==== Tekstfragment

![]() |
In 1941 verscheen bij uitgeverij Mees
in Santpoort de in het Nederlands geschreven roman `Edema's roman van het
Groninger Hoogeland'. Met zijn 330 bladzijden het omvangrijkste werk van de
in Stedum woonachtige
schrijfster Sien Jensema (1896-1994) die in ons gewest beroemd werd vanwege
haar onnavolgbare boeken in de Groningse streektaal: Berend Kopstubber,
Hidde Betuun, Oelenspaigel ien Stad en Ommelaand, Aalbert en Ruth.
Daarnaast schreef zij Groningse gedichten en korte verhalen en het vervolghoorspel 'Bie ons op Houkshorn'.
Voor haar werk ontving ze de Culturele Prijs voor Letterkunde van de provincie Groningen en de Literaire Pries van de Stichting t Grunneger bouk.
In het decembernummer van het
tijdschrift "Dorp en Stad' schrijft Kornelis ter Laan over dit boek: 'Dizze
klaaine wereld wordt aans zuver noa woarhaid veursteld: zo as `t volk mit
nkander omgaait, en mit Boer en Vraauw, en mit peerdenbaisten; zo as `n
grode boerenploats `n keunenkriek is. As dit ales nou ais verteld was in de
toal dij op dij boerenploats sproken wordt en dij bie dat korenveld heurt!
Hollanders maggen ook wel wat gouds over ons lezen, mor nou mos dizze
aigenste schriefster heur bouk nog es overzetten in goud Hogelandsters!'
In plaats van met het vertaalwerk te beginnen, schreef Sien Jensema een ander boek over het leven op een Hogelandster boerenplaats 'Hidde Betuun'. Toch is de verzuchting van de nestor van de Grunneger Beweging niet tevergeefs geweest. Zeventig jaar na dato gaat de wens van Ter Laan alsnog in vervulling. Het tweetal Middelstumer schoolmeesters Kees Reinders en Fré Schreiber is er na jarenlange arbeid in geslaagd de oorspronkelijke tekst te bewerken en over te zetten in Hogelandster Groningers.
![]() |
De bekende illustratrice Jantje
Wierenga-Frik uit Leermens werd bereid gevonden het boek te verluchten met
meer dan 150 tekeningen.
Aan de tekst zijn een voorwoord, een verantwoording en een
levensbeschrijving van Sien Jensema toegevoegd. Minder bekende woorden en
uitdrukkingen worden in de kantlijn vertaald of toegelicht.

========

Oefenopgaven →
**A.** Beantwoord de volgende vragen aan de hand van de tekst over de roman van Sien Jensema.
(i) Bij welke uitgeverij verscheen de roman in 1941?
(ii) Welke twee schoolmeesters hebben de oorspronkelijke tekst in het Hogelandster Gronings overgezet?
(iii) Met hoeveel tekeningen werd het boek verlucht?
**B.** Bewerk in de records de regels vanaf de regel met "Trace the outline of every instance of the window." tot en met de regel met "[[[83,128],[85,122],[85,99],[79,99],[76,106],[76,128]]]". Vervang daarin "whole-pixel" door "integer" en laat al het overige ongewijzigd.
De tekst en de records staan los van elkaar.

==== Beschikbare gegevens

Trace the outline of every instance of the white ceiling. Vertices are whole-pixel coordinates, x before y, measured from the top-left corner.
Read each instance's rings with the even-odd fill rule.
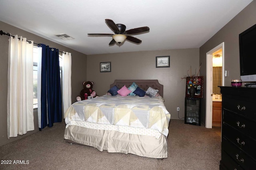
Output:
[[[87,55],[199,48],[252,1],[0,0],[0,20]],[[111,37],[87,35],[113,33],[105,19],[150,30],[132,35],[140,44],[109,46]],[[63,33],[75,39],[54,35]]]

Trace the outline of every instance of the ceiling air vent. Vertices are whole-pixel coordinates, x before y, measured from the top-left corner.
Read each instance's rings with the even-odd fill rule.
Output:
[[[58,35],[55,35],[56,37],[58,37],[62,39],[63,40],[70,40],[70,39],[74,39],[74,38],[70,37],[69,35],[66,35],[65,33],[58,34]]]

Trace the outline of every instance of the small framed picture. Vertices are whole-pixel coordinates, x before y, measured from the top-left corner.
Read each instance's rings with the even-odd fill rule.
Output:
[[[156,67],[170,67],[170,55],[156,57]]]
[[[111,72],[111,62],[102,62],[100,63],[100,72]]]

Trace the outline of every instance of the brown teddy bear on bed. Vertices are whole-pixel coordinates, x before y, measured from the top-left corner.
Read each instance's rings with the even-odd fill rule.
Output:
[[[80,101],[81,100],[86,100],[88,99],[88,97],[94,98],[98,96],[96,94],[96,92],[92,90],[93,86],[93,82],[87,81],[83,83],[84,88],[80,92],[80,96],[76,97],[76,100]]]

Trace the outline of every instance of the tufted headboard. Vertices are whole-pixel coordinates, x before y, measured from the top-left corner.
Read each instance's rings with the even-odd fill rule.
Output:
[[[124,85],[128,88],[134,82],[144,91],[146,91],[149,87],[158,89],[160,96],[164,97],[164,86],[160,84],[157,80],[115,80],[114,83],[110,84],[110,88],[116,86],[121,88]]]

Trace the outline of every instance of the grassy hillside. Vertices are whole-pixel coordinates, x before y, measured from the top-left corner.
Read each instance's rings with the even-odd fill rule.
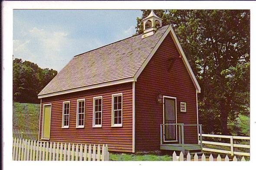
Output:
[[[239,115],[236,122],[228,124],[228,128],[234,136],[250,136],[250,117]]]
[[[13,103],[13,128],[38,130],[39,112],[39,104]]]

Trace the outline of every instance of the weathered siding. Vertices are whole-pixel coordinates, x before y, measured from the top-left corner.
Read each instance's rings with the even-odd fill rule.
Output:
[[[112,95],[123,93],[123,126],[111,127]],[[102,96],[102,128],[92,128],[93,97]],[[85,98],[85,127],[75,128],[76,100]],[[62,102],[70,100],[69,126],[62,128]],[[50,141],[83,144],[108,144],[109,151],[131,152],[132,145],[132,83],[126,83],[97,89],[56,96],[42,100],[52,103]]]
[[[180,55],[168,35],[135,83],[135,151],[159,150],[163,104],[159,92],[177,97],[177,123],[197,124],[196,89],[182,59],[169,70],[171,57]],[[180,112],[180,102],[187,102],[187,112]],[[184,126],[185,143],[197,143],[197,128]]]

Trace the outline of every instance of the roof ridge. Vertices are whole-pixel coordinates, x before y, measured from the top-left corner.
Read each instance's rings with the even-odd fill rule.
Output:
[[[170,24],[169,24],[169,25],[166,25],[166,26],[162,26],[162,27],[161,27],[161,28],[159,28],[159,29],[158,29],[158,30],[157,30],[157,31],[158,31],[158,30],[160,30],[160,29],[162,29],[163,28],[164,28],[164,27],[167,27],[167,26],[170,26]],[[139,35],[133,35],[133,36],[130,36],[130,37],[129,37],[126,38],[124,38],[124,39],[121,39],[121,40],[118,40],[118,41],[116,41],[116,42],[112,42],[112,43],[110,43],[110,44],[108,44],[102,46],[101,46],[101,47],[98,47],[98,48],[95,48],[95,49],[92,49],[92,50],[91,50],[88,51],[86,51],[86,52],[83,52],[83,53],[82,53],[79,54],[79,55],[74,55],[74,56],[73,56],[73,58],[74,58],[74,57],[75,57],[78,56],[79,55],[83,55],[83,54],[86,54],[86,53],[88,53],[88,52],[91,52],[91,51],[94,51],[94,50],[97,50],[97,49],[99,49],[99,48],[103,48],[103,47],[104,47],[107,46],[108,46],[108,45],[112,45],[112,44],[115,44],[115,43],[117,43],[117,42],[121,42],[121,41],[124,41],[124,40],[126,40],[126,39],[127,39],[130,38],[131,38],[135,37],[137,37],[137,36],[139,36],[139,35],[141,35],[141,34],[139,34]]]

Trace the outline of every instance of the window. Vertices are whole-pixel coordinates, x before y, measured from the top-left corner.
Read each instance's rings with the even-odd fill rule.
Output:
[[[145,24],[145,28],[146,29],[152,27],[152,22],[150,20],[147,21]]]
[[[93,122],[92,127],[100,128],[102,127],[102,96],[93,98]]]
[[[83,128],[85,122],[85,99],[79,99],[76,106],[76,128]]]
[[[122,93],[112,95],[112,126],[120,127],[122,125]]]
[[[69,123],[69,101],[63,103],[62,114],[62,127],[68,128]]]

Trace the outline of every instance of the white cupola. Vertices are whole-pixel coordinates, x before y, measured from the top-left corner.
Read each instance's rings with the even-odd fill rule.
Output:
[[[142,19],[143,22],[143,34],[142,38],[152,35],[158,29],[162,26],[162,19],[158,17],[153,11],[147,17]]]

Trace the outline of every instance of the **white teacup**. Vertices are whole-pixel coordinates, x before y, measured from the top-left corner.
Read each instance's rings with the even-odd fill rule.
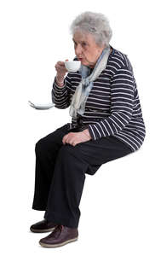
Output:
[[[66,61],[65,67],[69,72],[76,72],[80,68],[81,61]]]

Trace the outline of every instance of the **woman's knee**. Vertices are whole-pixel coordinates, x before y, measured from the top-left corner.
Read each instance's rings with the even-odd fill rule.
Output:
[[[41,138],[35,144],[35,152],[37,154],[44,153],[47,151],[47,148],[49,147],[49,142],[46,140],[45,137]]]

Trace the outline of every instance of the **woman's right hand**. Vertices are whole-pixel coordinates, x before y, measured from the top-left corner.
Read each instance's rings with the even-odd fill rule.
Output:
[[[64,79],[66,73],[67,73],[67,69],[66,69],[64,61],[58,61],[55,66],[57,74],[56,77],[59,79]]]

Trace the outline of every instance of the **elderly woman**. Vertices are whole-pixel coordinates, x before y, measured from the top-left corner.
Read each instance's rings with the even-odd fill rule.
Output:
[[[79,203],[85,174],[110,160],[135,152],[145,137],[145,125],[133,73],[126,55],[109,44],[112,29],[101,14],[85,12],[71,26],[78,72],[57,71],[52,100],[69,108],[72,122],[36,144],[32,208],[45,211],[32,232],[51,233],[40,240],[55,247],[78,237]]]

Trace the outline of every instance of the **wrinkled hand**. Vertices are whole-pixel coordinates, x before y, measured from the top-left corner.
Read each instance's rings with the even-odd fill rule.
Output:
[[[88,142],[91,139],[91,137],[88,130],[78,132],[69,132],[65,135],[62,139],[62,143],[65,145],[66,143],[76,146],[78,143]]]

========
==== Beschikbare gegevens

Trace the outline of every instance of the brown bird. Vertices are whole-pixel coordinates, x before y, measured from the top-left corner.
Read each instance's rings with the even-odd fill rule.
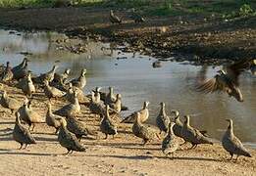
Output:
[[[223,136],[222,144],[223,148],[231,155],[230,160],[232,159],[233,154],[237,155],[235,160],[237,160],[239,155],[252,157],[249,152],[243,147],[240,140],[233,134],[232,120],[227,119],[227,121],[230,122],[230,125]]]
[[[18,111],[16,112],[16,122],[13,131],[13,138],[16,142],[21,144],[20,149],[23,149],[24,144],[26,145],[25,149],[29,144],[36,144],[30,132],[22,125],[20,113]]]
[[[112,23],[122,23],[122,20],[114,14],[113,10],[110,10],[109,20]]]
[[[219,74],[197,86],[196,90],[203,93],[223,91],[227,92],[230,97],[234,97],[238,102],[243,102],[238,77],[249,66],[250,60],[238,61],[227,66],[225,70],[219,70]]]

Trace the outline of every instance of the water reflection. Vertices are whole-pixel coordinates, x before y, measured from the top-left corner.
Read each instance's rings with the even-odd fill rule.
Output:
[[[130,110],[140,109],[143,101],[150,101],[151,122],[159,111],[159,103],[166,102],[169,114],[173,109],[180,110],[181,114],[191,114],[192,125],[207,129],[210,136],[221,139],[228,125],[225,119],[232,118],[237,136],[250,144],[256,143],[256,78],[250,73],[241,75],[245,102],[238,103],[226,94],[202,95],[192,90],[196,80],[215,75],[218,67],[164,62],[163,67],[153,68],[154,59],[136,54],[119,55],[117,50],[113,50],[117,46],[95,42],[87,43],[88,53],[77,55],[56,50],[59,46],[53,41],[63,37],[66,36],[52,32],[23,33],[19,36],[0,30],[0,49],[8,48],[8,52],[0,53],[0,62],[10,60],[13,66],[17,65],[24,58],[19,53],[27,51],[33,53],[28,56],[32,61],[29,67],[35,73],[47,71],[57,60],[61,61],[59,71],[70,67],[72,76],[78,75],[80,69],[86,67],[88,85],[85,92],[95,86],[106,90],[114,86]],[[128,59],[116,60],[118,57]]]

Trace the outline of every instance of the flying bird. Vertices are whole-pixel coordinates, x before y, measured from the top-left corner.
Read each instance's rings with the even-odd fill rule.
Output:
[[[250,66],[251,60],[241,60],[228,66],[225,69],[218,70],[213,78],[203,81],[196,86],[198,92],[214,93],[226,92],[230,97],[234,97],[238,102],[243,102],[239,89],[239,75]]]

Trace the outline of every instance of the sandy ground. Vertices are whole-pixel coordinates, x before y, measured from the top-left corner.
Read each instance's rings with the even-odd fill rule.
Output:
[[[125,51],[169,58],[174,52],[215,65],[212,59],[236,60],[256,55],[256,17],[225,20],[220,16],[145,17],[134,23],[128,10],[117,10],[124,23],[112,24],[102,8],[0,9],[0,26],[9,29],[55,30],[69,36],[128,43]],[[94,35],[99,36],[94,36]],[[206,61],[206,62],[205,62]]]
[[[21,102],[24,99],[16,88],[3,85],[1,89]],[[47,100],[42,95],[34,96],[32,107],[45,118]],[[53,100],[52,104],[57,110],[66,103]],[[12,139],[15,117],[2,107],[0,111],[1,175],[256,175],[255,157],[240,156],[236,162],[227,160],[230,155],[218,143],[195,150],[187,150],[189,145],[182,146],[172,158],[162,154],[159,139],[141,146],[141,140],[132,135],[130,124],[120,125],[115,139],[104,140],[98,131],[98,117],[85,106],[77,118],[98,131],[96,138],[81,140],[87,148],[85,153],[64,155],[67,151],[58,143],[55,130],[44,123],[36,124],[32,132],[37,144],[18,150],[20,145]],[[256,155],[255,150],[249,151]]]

========
==== Beschikbare gegevens

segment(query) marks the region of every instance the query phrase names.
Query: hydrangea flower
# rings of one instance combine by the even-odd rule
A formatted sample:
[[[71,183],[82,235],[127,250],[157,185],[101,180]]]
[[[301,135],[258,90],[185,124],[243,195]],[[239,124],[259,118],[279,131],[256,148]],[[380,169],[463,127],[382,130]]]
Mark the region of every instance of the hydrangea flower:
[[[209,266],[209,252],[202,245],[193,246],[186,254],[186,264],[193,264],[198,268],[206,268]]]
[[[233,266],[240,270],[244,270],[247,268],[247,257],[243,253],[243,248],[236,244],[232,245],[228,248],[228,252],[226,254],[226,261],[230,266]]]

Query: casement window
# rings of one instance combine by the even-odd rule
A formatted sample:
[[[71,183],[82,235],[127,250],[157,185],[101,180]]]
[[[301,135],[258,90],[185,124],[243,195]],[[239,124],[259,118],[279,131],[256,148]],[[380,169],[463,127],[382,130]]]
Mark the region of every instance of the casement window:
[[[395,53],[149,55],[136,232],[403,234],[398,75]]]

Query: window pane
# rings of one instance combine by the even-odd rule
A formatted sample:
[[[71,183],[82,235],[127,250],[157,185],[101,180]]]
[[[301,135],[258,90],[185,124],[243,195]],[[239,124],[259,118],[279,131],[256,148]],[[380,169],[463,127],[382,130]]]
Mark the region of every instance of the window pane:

========

Uitgewerkte opgaven →
**A.**
(i) Bij uitgeverij Mees in Santpoort.
(ii) Kees Reinders en Fré Schreiber, beiden uit Middelstum.
(iii) Met meer dan 150 tekeningen.

**B.**
Trace the outline of every instance of the window. Vertices are integer coordinates, x before y, measured from the top-left corner.
Read each instance's rings with the even-odd fill rule.
Output:
[[[145,24],[145,28],[146,29],[152,27],[152,22],[150,20],[147,21]]]
[[[93,122],[92,127],[100,128],[102,127],[102,96],[93,98]]]
[[[83,128],[85,122],[85,99],[79,99],[76,106],[76,128]]]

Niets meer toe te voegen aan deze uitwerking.